> **Point localization data**
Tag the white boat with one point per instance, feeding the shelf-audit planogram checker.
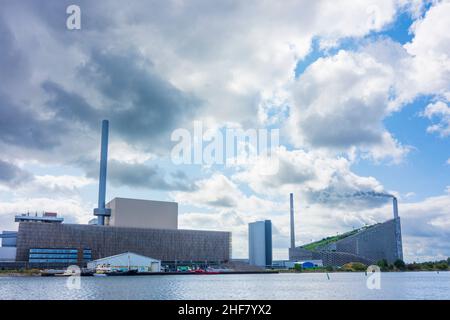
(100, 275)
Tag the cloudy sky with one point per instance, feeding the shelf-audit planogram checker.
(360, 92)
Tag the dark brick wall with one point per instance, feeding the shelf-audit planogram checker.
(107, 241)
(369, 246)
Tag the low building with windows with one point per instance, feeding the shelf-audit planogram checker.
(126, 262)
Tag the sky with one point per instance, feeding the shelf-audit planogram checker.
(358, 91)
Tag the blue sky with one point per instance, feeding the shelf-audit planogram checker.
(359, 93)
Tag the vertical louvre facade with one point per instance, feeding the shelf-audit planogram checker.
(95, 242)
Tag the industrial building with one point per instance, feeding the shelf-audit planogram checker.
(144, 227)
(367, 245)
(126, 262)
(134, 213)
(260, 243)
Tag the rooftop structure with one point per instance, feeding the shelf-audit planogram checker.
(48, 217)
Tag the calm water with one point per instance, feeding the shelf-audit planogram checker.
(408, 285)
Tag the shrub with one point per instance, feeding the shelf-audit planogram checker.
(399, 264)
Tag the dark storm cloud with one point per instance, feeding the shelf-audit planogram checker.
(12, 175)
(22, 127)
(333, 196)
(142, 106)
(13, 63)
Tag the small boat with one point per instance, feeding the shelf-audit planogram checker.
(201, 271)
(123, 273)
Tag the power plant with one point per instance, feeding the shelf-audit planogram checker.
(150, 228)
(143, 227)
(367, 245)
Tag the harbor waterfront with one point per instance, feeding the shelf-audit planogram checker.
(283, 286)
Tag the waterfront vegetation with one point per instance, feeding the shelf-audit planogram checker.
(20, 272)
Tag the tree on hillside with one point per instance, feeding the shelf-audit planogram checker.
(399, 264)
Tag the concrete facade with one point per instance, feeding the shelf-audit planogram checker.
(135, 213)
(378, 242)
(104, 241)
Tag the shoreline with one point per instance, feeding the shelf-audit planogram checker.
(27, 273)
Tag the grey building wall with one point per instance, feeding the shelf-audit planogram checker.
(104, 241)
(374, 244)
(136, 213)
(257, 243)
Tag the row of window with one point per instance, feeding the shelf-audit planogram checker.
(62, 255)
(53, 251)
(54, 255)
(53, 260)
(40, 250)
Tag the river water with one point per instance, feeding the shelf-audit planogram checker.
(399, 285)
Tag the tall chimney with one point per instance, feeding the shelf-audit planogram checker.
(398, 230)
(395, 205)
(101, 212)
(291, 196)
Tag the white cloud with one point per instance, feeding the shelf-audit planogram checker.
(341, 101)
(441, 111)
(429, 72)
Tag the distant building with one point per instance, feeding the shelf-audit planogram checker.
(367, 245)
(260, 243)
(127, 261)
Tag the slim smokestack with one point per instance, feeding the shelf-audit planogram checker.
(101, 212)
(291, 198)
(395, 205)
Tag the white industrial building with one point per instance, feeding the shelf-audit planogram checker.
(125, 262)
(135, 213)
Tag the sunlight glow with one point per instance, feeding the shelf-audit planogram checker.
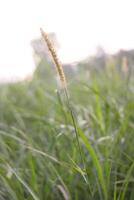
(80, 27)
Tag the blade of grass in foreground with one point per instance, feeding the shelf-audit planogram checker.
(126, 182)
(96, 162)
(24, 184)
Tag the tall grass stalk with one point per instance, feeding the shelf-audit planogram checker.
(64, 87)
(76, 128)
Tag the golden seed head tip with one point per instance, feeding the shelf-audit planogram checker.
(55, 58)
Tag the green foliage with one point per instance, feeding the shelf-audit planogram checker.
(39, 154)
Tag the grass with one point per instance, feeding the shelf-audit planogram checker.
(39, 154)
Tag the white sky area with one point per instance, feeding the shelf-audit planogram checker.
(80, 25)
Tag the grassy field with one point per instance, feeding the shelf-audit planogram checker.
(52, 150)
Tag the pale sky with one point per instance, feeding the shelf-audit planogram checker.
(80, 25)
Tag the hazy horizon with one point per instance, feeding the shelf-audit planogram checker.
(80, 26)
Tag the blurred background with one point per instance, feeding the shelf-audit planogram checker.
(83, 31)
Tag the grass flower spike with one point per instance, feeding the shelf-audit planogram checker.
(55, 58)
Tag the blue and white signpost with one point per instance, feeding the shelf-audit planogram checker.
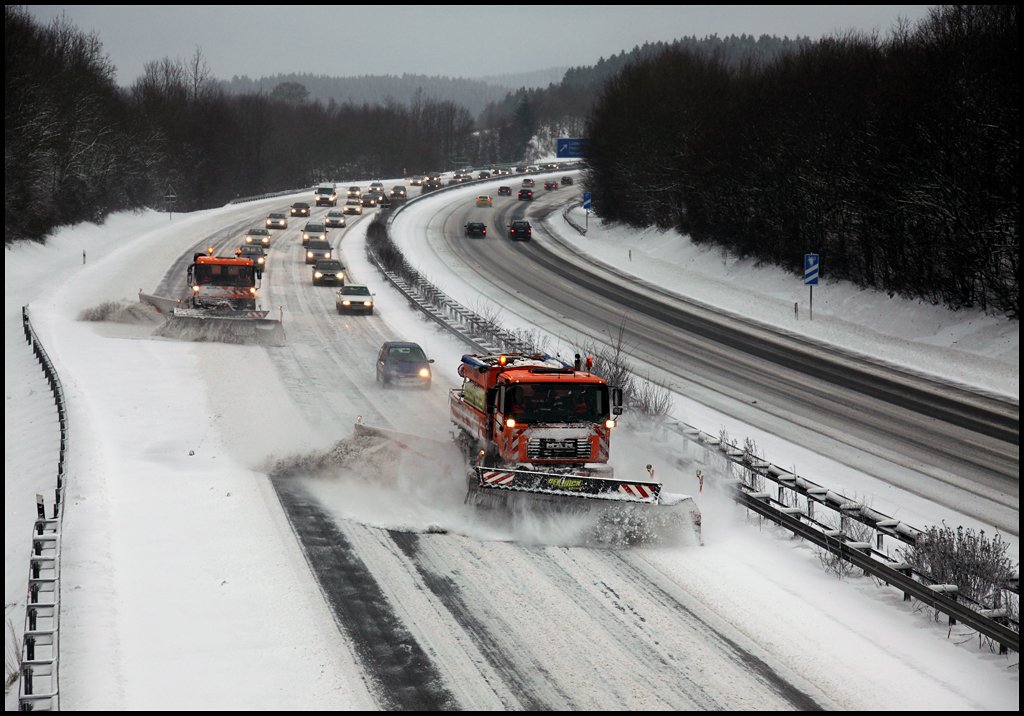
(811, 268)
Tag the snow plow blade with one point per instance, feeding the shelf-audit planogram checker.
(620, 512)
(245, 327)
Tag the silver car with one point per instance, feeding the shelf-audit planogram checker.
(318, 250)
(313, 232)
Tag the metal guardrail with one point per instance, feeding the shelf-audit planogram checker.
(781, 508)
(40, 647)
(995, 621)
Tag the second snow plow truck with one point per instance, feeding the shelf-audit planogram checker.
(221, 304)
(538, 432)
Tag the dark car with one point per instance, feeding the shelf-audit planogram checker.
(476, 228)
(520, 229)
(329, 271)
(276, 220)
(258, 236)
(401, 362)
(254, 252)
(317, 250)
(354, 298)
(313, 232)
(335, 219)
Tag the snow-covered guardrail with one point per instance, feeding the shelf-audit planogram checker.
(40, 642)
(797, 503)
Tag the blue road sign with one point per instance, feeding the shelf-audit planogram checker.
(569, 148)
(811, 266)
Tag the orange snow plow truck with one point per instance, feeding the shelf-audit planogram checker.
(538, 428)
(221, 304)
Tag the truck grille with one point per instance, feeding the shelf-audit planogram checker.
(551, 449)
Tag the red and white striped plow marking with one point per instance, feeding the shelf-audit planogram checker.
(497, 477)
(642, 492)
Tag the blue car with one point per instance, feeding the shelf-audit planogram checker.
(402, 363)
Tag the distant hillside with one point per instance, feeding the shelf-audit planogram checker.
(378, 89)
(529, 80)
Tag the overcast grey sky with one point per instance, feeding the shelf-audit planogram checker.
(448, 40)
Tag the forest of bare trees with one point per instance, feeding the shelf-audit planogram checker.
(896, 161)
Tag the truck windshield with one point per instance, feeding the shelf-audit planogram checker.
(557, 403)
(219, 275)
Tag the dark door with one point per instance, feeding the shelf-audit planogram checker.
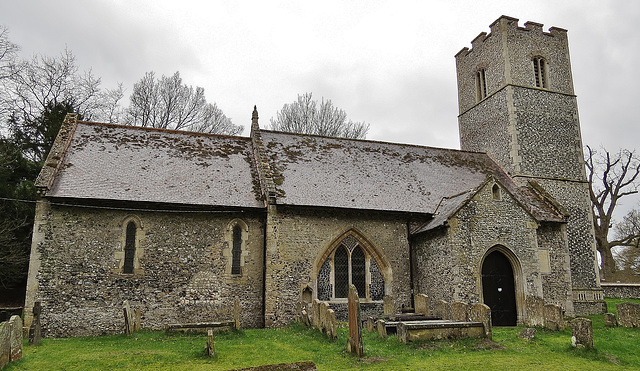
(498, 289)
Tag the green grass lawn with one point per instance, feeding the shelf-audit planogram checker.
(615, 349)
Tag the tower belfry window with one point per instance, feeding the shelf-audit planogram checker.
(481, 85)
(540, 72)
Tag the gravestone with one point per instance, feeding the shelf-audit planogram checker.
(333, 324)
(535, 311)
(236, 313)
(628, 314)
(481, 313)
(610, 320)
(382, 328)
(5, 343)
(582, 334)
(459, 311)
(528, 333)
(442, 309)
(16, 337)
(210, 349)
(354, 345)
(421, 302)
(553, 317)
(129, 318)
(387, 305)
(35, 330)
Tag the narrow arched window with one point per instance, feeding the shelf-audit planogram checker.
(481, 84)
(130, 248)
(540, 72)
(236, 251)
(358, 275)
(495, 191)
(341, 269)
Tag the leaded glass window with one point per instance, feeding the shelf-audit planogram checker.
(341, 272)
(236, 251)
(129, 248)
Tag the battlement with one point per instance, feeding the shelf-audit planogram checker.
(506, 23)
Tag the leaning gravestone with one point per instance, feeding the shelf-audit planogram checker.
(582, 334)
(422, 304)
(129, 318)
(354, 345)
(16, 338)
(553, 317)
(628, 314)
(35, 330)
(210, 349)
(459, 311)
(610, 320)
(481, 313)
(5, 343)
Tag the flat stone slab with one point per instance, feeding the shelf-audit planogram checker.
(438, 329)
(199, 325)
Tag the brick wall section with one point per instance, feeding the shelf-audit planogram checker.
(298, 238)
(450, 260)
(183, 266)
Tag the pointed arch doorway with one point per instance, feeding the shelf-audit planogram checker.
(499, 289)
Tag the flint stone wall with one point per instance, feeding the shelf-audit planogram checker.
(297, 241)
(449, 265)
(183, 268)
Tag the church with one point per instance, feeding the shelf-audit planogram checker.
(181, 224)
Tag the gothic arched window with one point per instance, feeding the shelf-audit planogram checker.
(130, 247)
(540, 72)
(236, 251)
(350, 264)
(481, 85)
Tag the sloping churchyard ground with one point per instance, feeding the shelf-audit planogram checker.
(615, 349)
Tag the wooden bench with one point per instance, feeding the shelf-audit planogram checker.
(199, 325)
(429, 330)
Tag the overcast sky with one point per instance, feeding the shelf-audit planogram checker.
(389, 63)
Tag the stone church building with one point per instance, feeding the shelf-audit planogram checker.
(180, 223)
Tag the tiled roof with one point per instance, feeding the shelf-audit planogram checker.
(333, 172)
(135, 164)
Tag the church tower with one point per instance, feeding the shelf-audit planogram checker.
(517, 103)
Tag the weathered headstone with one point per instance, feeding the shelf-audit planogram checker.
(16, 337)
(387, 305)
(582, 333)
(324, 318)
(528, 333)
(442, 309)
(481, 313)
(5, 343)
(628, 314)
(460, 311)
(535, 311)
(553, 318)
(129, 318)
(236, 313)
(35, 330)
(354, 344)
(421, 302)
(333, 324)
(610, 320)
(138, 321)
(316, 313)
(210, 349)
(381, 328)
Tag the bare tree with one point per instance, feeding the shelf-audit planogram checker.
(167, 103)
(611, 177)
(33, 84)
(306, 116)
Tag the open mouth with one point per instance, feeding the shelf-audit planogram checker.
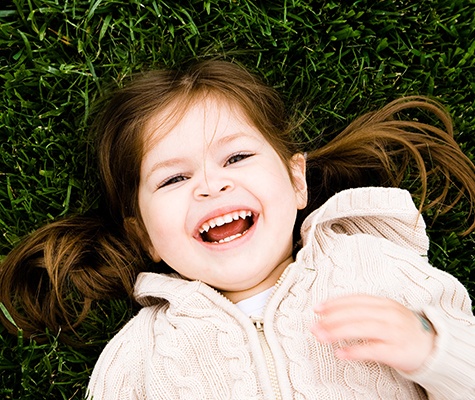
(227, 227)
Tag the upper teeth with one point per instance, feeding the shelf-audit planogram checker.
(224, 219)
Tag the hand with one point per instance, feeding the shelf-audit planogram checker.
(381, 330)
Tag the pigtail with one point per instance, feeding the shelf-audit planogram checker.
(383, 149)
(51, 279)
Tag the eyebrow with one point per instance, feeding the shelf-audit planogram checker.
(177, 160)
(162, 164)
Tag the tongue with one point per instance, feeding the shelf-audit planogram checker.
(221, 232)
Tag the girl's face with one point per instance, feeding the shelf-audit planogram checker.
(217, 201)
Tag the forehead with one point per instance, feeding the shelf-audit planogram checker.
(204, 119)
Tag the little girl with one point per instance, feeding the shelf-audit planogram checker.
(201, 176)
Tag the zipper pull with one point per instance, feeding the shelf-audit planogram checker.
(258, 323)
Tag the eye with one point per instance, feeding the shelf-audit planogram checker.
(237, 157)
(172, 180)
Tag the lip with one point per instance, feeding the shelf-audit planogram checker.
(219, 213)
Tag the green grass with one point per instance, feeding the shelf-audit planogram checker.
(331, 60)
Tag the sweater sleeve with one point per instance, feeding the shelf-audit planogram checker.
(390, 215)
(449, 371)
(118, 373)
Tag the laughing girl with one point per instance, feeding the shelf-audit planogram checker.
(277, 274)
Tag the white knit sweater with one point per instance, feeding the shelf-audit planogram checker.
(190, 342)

> **Instructions for the task**
The answer should hold the lines from the one containing "Tag the pigtail" through the end of the entries above, set down exactly, with both ends included.

> **Task solution**
Tag the pigtail with one point per instance, feeding the shelf-audit planogram checker.
(383, 149)
(51, 279)
Tag the eyebrow with one point per instance, feeding the shelf-audit planogram checker.
(177, 160)
(162, 164)
Tag the tongue with one point per instance, feeding the shelf-audit planogram checker.
(221, 232)
Tag the girl's face with one point per instance, feeding the shelf-audit planogram checker.
(217, 201)
Tag the forehead with one point per instance, feeding the shelf-audit planogram checker.
(204, 119)
Tag the little girl with one point per instance, feeding the shelf-audit planogram checker.
(201, 176)
Tag the zipper pull with one point per instance, feeding the shelf-audit planogram checker.
(258, 323)
Tag the eye with one point per instance, feeding the shelf-audit planogram checker.
(237, 157)
(172, 180)
Tag the lip with one point per instance, feeding the shelf-audit planogram checker.
(219, 213)
Tag the green grass with one point per instance, feeding the shelf-audit planogram checker.
(331, 60)
Tag the sweater sleeve with one point per instance, feeding the shelf-audit planogram checker.
(390, 215)
(449, 371)
(118, 373)
Tag the laughing girl with one point per instance, feeding the shelf-audit planogram checker.
(277, 274)
Tag the white knit sweater with one point per instance, feeding the shelf-audit planogram checker.
(190, 342)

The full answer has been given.